■ WORK TO BE COMPLETED ■
Review the listing and copy each line that holds the word "bark".

■ GIVEN RECORDS ■
Start of Block

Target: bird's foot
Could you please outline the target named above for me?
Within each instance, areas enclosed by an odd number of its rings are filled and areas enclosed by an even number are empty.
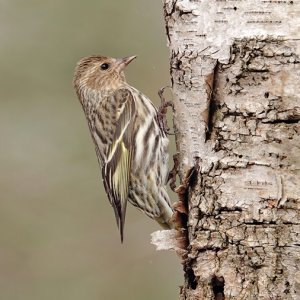
[[[169,86],[164,86],[158,91],[158,96],[161,101],[161,105],[158,109],[158,119],[159,119],[161,129],[166,134],[173,135],[174,133],[170,132],[170,127],[168,126],[167,112],[168,112],[168,107],[172,107],[172,110],[174,111],[174,104],[172,101],[166,101],[166,98],[164,96],[164,91],[167,87],[170,88]]]

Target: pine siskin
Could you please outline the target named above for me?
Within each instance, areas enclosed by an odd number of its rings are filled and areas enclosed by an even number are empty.
[[[165,189],[169,141],[157,110],[123,72],[135,57],[89,56],[74,75],[121,241],[127,200],[164,228],[173,227]]]

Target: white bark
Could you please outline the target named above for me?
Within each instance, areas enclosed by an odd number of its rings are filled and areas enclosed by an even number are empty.
[[[299,1],[165,0],[180,177],[181,299],[300,299]]]

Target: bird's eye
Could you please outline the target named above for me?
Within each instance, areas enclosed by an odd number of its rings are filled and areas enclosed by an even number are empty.
[[[107,70],[109,68],[109,64],[104,63],[100,66],[101,70]]]

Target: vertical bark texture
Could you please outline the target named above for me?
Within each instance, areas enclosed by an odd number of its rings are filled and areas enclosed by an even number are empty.
[[[165,0],[180,177],[181,299],[300,299],[299,1]]]

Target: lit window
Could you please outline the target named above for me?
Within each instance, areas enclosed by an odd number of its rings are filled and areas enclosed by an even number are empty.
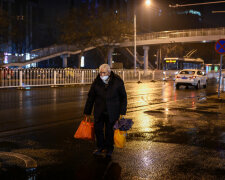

End of Block

■ FINISHED TASK ■
Target: white bark
Target: vertical bark texture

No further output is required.